Problem =
Copy, word for word, only the part of the records below that opens with the line containing "of the forested" and closes with the line containing "Implementations MUST put a point on every instance of the blue". Include both of those lines.

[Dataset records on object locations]
↓↓↓

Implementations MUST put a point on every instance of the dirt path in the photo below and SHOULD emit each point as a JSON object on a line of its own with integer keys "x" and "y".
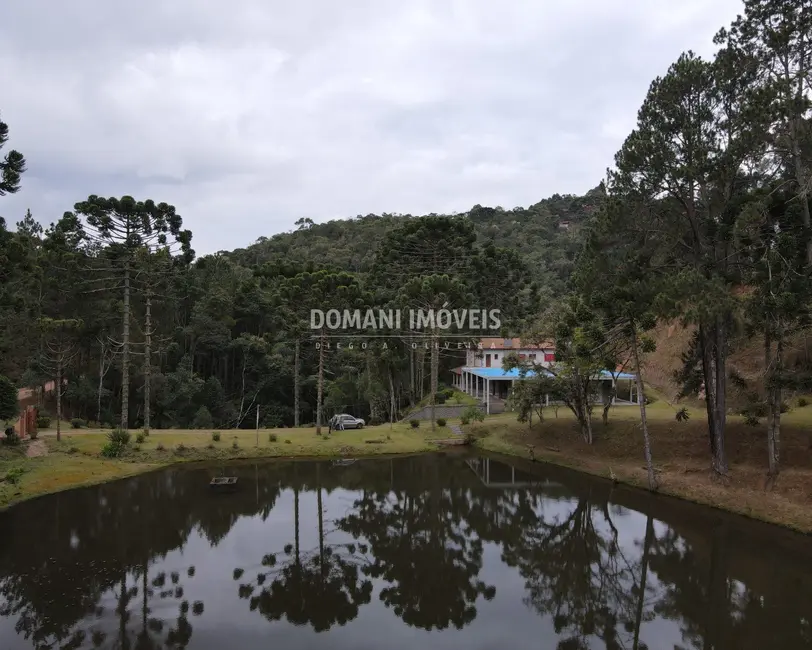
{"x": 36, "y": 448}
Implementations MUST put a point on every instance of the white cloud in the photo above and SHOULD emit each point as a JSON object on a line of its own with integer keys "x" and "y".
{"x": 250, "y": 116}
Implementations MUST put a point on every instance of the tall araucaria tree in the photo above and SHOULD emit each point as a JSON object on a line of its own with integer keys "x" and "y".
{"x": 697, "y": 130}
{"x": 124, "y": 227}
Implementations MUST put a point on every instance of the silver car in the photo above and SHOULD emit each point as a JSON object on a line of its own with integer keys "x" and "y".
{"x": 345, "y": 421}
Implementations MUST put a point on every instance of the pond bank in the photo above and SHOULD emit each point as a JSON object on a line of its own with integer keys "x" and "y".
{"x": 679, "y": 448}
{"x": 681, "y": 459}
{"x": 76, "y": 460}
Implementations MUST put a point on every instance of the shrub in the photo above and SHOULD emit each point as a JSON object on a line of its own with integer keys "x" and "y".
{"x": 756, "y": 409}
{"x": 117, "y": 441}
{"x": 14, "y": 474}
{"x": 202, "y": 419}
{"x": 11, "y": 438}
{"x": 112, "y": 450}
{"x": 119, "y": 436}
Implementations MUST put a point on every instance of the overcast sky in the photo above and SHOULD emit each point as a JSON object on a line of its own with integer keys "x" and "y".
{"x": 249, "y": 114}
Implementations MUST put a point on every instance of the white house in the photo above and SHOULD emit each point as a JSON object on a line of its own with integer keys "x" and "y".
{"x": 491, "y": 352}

↑↑↑
↓↓↓

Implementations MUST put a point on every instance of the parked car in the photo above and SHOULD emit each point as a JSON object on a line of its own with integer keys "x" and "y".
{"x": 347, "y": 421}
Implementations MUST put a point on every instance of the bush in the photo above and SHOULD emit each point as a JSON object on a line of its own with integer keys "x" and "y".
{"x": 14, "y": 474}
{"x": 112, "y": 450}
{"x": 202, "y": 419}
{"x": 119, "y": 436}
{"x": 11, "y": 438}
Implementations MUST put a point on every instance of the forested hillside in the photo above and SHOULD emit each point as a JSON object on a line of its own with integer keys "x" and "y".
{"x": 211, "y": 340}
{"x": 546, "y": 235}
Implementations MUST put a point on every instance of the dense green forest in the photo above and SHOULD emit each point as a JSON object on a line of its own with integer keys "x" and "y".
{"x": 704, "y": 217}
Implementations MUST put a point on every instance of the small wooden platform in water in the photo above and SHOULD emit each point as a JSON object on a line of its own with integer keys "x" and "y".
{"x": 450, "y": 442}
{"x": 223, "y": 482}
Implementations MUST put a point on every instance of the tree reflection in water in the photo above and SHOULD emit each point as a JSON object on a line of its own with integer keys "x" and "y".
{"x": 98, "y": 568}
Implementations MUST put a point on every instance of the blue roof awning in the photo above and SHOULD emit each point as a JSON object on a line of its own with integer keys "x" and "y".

↑↑↑

Written response =
Implementations MUST put a point on every instance of the forested hillside in the photo above and SHOULD emit each point as a JSON object on a line of its own with integer keys "x" and "y".
{"x": 211, "y": 340}
{"x": 546, "y": 235}
Implementations MUST put a point on every instance of the dense green forest in the photo above and SHOULD emit each point as a JSON object on a line of its own with integer keys "x" and "y".
{"x": 704, "y": 217}
Implementations MUST put a point on every instance of the small wooden platform in water in the photo above and SHOULD emit each point as a JSON object on a line of its own with integer keys "x" and "y".
{"x": 450, "y": 442}
{"x": 223, "y": 482}
Implementations MUST put a point on every instance of the tree reflection in water in the photo above and SHOULD emit each point as a JSON object on a line of its own with integer keys "x" and "y".
{"x": 98, "y": 568}
Implementations MUST put a point on every instance of the blue roof awning in the photo above and SHOULD emit each point as a JSON object on a line of its own with integer keys "x" and "y".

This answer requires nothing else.